## Problem 1
Locate every line in the rows that contains the string "instance", and copy each such line. Case counts.

## Text extract
NOTE: matrices need not be symmetric about their major diagonal. The row-column format of a matrix corresponds to query-subject letter pairs.
See also: altscore, M and N.
  mformat=<m>[,outfile] used to select an output format by numerical identifier, m, and optionally the name of the file where the output should be written, outfile. Multiple formats may be chosen for simultaneous output during a single search, as long as a different outfile is indicated for each format. If no outfile is specified, either standard output (stdout) or the setting of the O option (if set) is used. At most one mformat specification on a given command line may lack an outfile. If outfile contains any white space (e.g., blanks or tabs), the entire token should be enclosed in quotes, to prevent command line interpreters from breaking it into separate arguments.
The various output formats available are displayed if mformat=list is specified on an otherwise syntactically correct command line. (Example:  blastp foo foo mformat=list). Setting mformat=0 clears any mformat specification(s) appearing to the left on the command line.
Depending on the output format, some command line options cause additional elements to appear; these options include: topcomboN, topcomboE and links.

The available choices for m and their associated formats are:

list output this list and halt;
0 reset to default output only;
1 pairwise (default);
2 tabular (see description);
3 tabular with comments (see description);
4 PostScript™ graphics* (see description);
5 neighborhood word listings;*
7 XML conforming to NCBI_BlastOutput.dtd (see example, best viewed in Firefox).

*Formats that are subject to change or removal without notice.

See also: msgstyle, O and xmlcompact.

## Data supplied
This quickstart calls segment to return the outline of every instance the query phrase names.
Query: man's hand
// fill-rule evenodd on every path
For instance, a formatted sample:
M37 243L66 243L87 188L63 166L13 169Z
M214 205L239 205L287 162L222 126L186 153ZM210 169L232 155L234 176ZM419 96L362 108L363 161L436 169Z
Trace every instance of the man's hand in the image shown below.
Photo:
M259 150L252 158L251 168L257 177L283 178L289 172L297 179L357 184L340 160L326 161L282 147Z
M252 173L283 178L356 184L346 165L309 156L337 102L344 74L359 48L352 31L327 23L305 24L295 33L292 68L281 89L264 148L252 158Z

## Problem 2
Based on the mformat notes above, decide whether each statement below agrees with them. Answer yes or no for each, and quote the deciding words. (a) Setting mformat=0 clears any mformat specifications that appear to its left on the command line. (b) Several mformat specifications on one command line may lack an outfile. (c) Format 2 is the default output.

## Final result 1
This quickstart calls segment to return the outline of every instance the query phrase names.
For instance, a formatted sample:
Trace every instance of the man's hand in the image shown below.

## Final result 2
(a) Yes: "Setting mformat=0 clears any mformat specification(s) appearing to the left on the command line."
(b) No: "At most one mformat specification on a given command line may lack an outfile."
(c) No: "1 pairwise (default);"